Enunciado da tarefa »
Responda com base no texto sobre o Alentejo:
1. De onde até onde vai a faixa do litoral onde vivem os pescadores?
2. Em que terra morava a filha da comadre?
3. Do que dizia a comadre sentir falta ao subir a serra da Arrábida?

Texto apresentado »
────────

São alentejanos os madeireiros
serranos de Portalegre e os seareiros das planícies que se estendem para
Sul. São alentejanos os cultivadores de sequeiro, os regadores do vale
do Caia e os que vivem dos campos aluviais dos seus grandes rios. Mas
não são menos alentejanos, quase sempre esquecidos, os pescadores na
longa faixa litoral, que se estende da restinga de Tróia às falésias
atlânticas do Algarve
Fala-se do falar alentejano,
da cozinha alentejana, dos cantares do Alentejo e contam-se divertidas
anedotas, visando os seus habitantes.
Há
uma trintena de anos, transportei comigo, vinda do Alentejo interior,
uma comadre de visita a uma filha residente
em Almada. Viemos por Setúbal e, durante a subida da
serra da Arrábida, esta minha amiga que, pela primeira vez, saía do seu
cantinho, dava mostras de um certo mal-estar. «Não sei o que tenho,
sinto-me apertada. Falta-me a lonjura do nosso Alentejo. Isto aqui é só
cabeços. E que cabeços!», dizia para mim.

────────

(Linhas do conjunto de dados)
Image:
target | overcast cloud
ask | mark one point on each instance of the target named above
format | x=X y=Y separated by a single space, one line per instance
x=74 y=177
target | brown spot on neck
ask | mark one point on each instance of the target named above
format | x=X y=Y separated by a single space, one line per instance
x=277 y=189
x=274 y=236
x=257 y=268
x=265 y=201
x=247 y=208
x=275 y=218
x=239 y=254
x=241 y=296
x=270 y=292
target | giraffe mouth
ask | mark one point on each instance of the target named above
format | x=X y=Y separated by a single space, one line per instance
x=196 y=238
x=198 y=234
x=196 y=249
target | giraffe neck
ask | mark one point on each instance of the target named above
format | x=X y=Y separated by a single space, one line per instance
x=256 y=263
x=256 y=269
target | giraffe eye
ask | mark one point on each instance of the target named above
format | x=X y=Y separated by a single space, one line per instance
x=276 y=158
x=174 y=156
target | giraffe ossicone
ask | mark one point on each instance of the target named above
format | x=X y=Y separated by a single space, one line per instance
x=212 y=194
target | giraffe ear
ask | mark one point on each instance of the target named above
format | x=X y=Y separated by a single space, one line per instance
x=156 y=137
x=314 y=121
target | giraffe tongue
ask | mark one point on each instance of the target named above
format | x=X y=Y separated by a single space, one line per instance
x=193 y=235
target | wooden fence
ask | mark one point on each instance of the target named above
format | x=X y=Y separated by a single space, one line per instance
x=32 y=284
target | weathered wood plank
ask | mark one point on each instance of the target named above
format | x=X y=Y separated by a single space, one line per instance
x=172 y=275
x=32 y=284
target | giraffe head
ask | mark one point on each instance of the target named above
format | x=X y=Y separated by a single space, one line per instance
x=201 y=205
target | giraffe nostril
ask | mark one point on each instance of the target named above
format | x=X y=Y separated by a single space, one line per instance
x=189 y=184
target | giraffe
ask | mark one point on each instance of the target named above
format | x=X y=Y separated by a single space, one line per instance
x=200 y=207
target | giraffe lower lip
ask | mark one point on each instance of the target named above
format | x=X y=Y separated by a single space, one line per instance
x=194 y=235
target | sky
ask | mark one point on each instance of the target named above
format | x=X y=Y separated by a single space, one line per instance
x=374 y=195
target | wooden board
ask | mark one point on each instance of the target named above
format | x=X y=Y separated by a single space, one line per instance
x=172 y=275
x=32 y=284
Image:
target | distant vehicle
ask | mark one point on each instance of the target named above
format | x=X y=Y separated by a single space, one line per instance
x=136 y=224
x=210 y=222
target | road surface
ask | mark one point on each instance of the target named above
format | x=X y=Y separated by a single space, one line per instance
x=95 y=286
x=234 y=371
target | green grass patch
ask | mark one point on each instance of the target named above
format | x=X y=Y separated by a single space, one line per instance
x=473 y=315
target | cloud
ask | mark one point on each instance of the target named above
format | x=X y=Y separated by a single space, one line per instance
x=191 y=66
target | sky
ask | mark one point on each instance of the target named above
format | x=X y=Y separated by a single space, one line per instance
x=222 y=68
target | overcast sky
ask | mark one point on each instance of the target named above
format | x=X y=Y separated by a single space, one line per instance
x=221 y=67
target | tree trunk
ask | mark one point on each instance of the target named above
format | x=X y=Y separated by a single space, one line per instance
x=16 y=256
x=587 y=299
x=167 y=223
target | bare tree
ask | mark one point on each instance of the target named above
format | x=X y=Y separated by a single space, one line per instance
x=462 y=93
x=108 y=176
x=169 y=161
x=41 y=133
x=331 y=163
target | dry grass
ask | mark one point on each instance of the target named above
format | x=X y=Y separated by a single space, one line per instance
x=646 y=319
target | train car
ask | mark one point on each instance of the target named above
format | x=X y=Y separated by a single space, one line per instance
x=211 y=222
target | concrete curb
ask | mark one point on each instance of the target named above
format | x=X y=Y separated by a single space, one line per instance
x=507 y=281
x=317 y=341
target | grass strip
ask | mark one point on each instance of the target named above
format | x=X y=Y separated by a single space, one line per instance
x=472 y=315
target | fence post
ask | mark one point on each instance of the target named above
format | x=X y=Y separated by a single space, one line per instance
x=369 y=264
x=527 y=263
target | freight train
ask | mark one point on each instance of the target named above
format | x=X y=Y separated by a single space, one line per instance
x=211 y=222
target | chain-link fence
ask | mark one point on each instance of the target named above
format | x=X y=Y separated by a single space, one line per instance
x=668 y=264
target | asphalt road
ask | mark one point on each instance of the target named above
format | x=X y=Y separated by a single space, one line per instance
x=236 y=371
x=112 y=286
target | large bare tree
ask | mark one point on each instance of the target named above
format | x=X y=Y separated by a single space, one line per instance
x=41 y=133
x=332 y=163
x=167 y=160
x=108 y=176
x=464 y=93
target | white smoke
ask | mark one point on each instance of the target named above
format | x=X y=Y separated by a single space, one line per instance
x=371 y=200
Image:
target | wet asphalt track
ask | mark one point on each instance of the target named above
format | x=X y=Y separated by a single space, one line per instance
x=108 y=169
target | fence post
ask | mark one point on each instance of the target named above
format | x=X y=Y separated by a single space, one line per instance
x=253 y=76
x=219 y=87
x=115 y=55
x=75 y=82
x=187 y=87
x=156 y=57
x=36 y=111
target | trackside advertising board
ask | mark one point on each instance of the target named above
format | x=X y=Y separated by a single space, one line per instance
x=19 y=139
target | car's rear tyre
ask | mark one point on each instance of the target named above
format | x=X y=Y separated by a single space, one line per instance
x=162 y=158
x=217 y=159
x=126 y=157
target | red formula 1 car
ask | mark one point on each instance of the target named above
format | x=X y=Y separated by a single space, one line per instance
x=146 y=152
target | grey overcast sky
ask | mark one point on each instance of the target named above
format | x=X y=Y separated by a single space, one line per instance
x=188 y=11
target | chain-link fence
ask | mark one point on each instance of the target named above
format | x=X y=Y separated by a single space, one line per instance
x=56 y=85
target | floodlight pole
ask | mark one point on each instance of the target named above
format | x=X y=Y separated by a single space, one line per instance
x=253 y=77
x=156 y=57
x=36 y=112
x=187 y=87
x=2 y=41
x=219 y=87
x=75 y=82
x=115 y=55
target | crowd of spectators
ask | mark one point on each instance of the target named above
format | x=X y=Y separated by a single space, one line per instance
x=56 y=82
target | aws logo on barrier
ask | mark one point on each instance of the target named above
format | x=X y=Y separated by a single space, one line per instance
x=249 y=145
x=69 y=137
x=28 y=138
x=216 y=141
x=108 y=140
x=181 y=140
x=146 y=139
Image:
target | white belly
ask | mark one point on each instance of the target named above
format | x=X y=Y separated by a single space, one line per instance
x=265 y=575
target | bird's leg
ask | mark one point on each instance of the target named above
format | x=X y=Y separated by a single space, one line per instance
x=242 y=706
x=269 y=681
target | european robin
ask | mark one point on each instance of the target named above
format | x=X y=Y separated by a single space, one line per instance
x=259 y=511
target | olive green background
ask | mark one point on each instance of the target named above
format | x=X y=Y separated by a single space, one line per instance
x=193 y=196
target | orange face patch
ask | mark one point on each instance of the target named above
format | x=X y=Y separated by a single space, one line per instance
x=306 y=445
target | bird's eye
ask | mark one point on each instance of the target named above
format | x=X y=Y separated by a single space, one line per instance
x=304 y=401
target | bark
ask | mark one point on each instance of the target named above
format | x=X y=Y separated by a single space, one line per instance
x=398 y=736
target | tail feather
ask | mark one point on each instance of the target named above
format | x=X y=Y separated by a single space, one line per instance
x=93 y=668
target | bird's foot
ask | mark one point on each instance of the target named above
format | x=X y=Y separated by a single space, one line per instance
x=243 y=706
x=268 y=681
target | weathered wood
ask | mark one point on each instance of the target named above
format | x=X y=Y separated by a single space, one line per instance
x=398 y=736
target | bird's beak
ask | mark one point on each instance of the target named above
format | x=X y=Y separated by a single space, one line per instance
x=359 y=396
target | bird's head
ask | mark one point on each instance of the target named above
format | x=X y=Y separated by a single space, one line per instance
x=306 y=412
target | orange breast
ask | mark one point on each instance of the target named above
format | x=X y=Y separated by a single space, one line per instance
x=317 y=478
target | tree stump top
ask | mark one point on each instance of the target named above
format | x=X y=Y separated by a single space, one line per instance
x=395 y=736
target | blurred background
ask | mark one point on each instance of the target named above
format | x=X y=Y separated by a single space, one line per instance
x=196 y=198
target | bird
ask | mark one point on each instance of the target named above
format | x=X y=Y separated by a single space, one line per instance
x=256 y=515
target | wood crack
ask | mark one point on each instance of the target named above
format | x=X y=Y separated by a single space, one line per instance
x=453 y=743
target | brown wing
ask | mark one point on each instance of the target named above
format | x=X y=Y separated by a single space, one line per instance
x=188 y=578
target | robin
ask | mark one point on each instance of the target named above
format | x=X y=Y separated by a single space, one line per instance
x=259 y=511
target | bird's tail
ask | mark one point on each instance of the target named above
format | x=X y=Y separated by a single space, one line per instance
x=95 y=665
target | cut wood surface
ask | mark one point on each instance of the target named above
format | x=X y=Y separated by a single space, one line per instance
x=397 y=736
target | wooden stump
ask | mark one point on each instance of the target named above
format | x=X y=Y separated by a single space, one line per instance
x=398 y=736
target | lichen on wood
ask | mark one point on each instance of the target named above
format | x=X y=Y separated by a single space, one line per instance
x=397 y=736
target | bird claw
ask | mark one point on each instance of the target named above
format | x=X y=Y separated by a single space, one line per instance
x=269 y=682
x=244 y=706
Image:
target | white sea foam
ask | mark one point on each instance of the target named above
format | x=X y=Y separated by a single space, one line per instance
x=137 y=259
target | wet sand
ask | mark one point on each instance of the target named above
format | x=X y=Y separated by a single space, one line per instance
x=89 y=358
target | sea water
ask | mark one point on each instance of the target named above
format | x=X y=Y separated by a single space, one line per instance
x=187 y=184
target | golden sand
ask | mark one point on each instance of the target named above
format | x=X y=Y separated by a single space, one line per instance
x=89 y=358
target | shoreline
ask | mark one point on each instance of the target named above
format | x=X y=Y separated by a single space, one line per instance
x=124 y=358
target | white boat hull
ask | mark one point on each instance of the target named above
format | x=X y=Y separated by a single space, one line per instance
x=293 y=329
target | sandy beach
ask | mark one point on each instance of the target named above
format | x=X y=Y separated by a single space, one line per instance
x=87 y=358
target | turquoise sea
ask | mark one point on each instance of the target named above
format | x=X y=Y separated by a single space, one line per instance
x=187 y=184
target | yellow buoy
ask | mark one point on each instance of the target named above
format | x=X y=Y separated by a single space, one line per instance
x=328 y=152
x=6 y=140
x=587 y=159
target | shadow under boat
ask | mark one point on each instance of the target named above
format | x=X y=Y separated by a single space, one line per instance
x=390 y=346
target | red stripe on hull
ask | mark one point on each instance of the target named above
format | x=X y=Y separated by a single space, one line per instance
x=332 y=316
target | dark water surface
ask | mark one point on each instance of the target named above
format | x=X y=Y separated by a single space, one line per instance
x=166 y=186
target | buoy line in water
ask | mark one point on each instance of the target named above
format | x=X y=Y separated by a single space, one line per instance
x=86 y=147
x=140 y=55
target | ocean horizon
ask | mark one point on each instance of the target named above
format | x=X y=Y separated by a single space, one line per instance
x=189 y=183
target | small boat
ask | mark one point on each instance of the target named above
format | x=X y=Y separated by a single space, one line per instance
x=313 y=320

────────

Resposta do exercício »
1. Vai da restinga de Tróia às falésias atlânticas do Algarve.
2. Em Almada.
3. Da lonjura do Alentejo.